# Description of the task
Here are some records; copy every line that holds the word "cookie".

Material shown: Begin

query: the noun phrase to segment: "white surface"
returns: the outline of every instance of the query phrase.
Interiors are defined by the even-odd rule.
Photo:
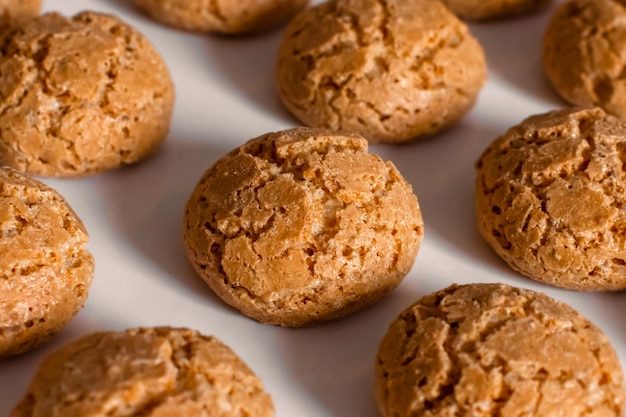
[[[447,285],[505,282],[569,303],[598,324],[626,363],[626,293],[550,288],[512,272],[481,240],[474,220],[473,163],[496,136],[563,103],[543,78],[540,41],[550,11],[471,25],[483,44],[489,81],[455,128],[404,146],[372,146],[413,184],[426,235],[402,285],[346,319],[283,329],[247,319],[214,296],[182,248],[183,206],[200,175],[245,140],[297,125],[274,92],[280,30],[228,39],[179,32],[140,15],[129,0],[47,0],[46,10],[120,15],[160,50],[176,83],[171,134],[133,167],[79,180],[46,180],[91,235],[96,273],[85,308],[43,347],[0,362],[0,416],[24,394],[51,351],[97,330],[187,326],[219,337],[263,379],[277,417],[377,417],[373,364],[391,320],[422,295]]]

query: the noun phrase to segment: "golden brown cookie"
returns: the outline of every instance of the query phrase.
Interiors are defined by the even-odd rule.
[[[552,86],[578,106],[626,117],[626,4],[568,0],[543,37],[543,66]]]
[[[552,0],[440,0],[452,13],[467,20],[492,20],[545,9]]]
[[[376,395],[383,417],[621,417],[624,377],[606,336],[568,305],[453,285],[391,323]]]
[[[209,168],[187,202],[193,266],[264,323],[345,316],[394,289],[423,236],[411,185],[356,134],[268,133]]]
[[[88,238],[55,190],[0,167],[0,358],[46,341],[83,307]]]
[[[274,28],[309,0],[133,0],[153,19],[196,32],[243,35]]]
[[[482,48],[430,0],[330,0],[297,15],[277,83],[306,125],[406,142],[459,120],[485,83]]]
[[[538,281],[625,289],[625,163],[626,122],[600,108],[529,117],[476,163],[480,232]]]
[[[1,45],[0,163],[78,177],[136,162],[165,139],[165,62],[118,18],[48,13]]]
[[[94,333],[48,356],[11,417],[272,417],[259,378],[226,345],[169,327]]]
[[[23,23],[41,12],[41,0],[0,0],[0,22]]]

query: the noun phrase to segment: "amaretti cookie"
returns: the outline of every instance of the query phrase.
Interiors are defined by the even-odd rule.
[[[620,417],[624,377],[602,331],[545,294],[453,285],[406,308],[376,357],[383,417]]]
[[[423,222],[411,185],[351,133],[252,139],[202,176],[184,214],[196,271],[264,323],[305,326],[374,303],[411,269]]]
[[[197,32],[243,35],[274,28],[309,0],[133,0],[153,19]]]
[[[552,0],[441,0],[457,16],[467,20],[492,20],[545,9]]]
[[[566,101],[599,106],[626,117],[626,4],[568,0],[559,5],[543,37],[543,66]]]
[[[41,12],[41,0],[0,0],[0,23],[23,23]]]
[[[29,350],[83,307],[87,231],[55,190],[0,167],[0,358]]]
[[[626,122],[600,108],[529,117],[476,163],[480,233],[538,281],[624,289],[625,163]]]
[[[274,416],[250,368],[215,337],[183,328],[100,332],[48,356],[11,417]]]
[[[304,124],[398,143],[465,115],[485,83],[481,46],[431,0],[330,0],[298,14],[278,54],[285,106]]]
[[[8,35],[1,51],[1,164],[85,176],[136,162],[165,139],[169,71],[117,17],[48,13]]]

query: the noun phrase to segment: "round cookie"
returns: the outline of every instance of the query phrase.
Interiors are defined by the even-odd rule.
[[[306,125],[406,142],[474,105],[483,50],[437,1],[330,0],[297,15],[278,53],[285,106]]]
[[[0,358],[46,341],[83,307],[88,238],[55,190],[0,167]]]
[[[383,417],[620,417],[624,377],[600,329],[545,294],[453,285],[405,309],[376,358]]]
[[[600,108],[529,117],[476,163],[479,230],[533,279],[625,289],[625,162],[626,122]]]
[[[187,202],[184,241],[226,303],[305,326],[376,302],[409,272],[423,222],[411,185],[356,134],[268,133],[218,160]]]
[[[153,19],[180,29],[243,35],[274,28],[309,0],[133,0]]]
[[[0,0],[0,22],[23,23],[41,12],[41,0]]]
[[[578,106],[626,117],[626,4],[568,0],[543,37],[543,67],[556,92]]]
[[[48,13],[0,56],[0,164],[78,177],[136,162],[165,139],[174,90],[165,62],[118,18]]]
[[[272,417],[274,405],[219,340],[157,327],[94,333],[54,352],[11,417],[139,415]]]
[[[492,20],[545,9],[552,0],[441,0],[452,13],[467,20]]]

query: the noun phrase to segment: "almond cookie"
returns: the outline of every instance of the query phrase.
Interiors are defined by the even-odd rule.
[[[376,358],[383,417],[621,417],[624,377],[602,331],[545,294],[453,285],[390,325]]]
[[[0,55],[0,164],[78,177],[136,162],[169,129],[174,90],[154,47],[118,18],[48,13]]]
[[[169,327],[101,332],[48,356],[11,417],[272,417],[259,378],[226,345]]]
[[[543,66],[565,100],[626,117],[625,22],[618,0],[569,0],[556,9],[544,33]]]
[[[397,143],[467,113],[486,65],[466,25],[439,2],[330,0],[291,21],[276,77],[305,124]]]
[[[225,302],[264,323],[345,316],[394,289],[423,223],[411,185],[356,134],[268,133],[209,168],[187,202],[193,266]]]
[[[545,9],[552,0],[441,0],[452,13],[467,20],[491,20]]]
[[[530,117],[476,163],[484,239],[513,269],[575,290],[626,288],[626,122],[600,108]]]
[[[274,28],[309,0],[133,0],[153,19],[179,29],[243,35]]]
[[[83,307],[87,231],[55,190],[0,168],[0,358],[29,350]]]

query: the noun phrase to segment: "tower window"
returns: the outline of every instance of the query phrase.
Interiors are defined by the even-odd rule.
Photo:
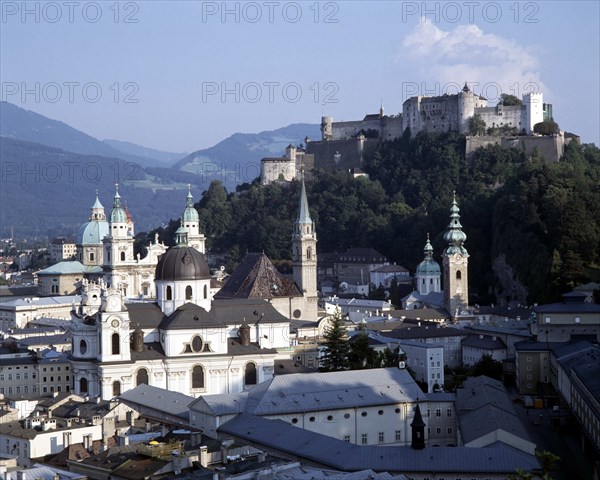
[[[173,289],[171,288],[171,286],[169,285],[167,287],[167,300],[173,300]]]
[[[125,252],[121,252],[121,261],[124,262],[125,261]]]
[[[112,343],[112,354],[113,355],[119,355],[120,352],[120,337],[118,333],[113,333],[112,334],[112,338],[111,338],[111,343]]]
[[[85,355],[85,352],[87,352],[87,342],[85,340],[81,340],[81,342],[79,342],[79,353],[81,353],[81,355]]]
[[[121,395],[121,382],[119,382],[118,380],[114,381],[112,384],[112,390],[113,397],[118,397],[119,395]]]
[[[185,299],[186,300],[191,300],[192,299],[192,287],[190,285],[188,285],[187,287],[185,287]]]
[[[460,280],[462,278],[462,273],[460,273],[460,270],[456,271],[456,279]]]
[[[94,260],[94,252],[90,252],[90,262],[93,262]]]
[[[256,365],[252,362],[246,364],[244,385],[256,385]]]
[[[145,368],[140,368],[135,376],[135,386],[142,384],[148,385],[148,370]]]
[[[204,285],[204,299],[206,300],[208,298],[208,286]]]
[[[312,248],[311,248],[311,247],[308,247],[308,248],[306,249],[306,259],[307,259],[307,260],[310,260],[311,258],[312,258]]]
[[[204,368],[200,365],[195,365],[194,368],[192,368],[192,388],[204,388]]]
[[[79,393],[88,393],[88,381],[87,378],[79,380]]]

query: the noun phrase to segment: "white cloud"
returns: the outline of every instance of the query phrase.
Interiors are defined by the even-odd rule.
[[[425,18],[403,38],[401,48],[396,60],[406,72],[403,80],[419,84],[420,94],[455,93],[465,81],[490,103],[500,91],[519,97],[529,91],[549,94],[534,52],[477,25],[444,31]]]

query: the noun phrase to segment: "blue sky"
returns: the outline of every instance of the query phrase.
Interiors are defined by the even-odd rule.
[[[100,139],[193,151],[467,81],[600,143],[599,2],[0,3],[2,100]]]

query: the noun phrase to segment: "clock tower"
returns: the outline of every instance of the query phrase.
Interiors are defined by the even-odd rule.
[[[98,322],[100,348],[96,359],[100,362],[131,361],[129,313],[121,291],[111,287],[102,293]]]
[[[444,234],[448,247],[444,250],[444,306],[456,317],[469,305],[469,253],[464,247],[467,236],[460,224],[456,195],[450,207],[450,224]]]

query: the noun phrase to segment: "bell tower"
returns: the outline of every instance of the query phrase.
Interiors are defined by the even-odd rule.
[[[448,247],[444,250],[444,306],[452,317],[469,305],[469,253],[463,246],[467,236],[460,224],[456,195],[450,207],[450,224],[444,234]]]
[[[188,194],[185,202],[185,210],[181,217],[181,226],[187,230],[187,241],[190,247],[195,248],[200,253],[205,253],[204,243],[206,237],[200,233],[200,216],[196,207],[194,207],[194,197],[192,196],[192,186],[188,184]]]
[[[307,313],[317,315],[317,234],[310,218],[306,186],[302,178],[302,191],[298,216],[292,233],[292,265],[294,282],[307,299]],[[314,303],[314,306],[312,305]]]

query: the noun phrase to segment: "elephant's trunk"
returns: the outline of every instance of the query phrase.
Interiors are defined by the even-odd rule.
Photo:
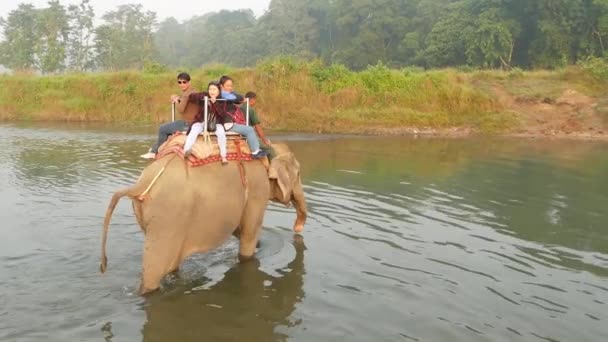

Material shown: End

# Task result
query: the noun phrase to segment: "golden brown cookie"
query: the noun phrase to segment: "amaretti cookie"
query: the noun phrase to segment: "round cookie"
query: the noun phrase to segment: "almond cookie"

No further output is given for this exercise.